==== SUPPLIED DATA

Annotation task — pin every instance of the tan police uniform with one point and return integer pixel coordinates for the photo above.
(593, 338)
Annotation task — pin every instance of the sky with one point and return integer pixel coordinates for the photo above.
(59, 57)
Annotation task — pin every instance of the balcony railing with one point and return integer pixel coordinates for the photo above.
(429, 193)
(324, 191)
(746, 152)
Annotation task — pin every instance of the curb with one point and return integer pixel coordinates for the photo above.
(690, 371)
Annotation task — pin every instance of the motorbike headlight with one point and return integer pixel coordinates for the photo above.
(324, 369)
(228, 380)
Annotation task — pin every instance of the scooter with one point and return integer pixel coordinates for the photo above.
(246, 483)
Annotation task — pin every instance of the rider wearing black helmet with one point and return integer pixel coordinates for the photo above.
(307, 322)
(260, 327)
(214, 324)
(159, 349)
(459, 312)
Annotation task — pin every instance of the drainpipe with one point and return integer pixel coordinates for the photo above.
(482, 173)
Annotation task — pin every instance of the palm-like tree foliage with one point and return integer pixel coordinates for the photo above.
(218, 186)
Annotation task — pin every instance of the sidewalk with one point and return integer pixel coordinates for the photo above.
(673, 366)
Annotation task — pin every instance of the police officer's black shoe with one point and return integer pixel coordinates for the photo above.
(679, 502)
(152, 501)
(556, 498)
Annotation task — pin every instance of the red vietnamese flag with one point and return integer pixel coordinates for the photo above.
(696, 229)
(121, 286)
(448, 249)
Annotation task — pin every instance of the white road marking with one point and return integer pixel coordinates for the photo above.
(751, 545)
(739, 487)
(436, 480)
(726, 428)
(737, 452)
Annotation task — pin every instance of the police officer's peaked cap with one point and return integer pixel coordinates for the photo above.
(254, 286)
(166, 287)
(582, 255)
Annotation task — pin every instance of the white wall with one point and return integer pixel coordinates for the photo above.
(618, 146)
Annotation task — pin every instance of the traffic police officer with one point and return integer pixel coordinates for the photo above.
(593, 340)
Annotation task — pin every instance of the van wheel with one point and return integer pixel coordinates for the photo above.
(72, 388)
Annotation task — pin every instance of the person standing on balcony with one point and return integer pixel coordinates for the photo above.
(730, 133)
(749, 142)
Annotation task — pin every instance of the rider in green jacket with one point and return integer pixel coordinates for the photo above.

========

WHAT IS REQUIRED :: Starting at the line that contains "police officer's peaked", quote each remaining line of the entries above, unchanged.

RESULT ::
Annotation task — pin every instance of the police officer's peaked cap with one point and return integer pixel coordinates for the photo above.
(254, 286)
(166, 287)
(582, 255)
Annotation task — pin every instance of the white wall with one point and return integer pixel coordinates for the photo above.
(618, 146)
Annotation task — pin every instance of the traffic police officer with one point and return integer pixel coordinates for the photo above.
(593, 340)
Annotation task — pin every instance of the van wheel with one point and return integer pixel coordinates for the photo above.
(72, 388)
Annotation task — pin every instance of the person standing on balcony with one point and return integer pixel coordinates for the photo above.
(730, 133)
(749, 142)
Annotation task — pin every instance of the rider in green jacket with one point and return integer pixel coordinates for the photo above.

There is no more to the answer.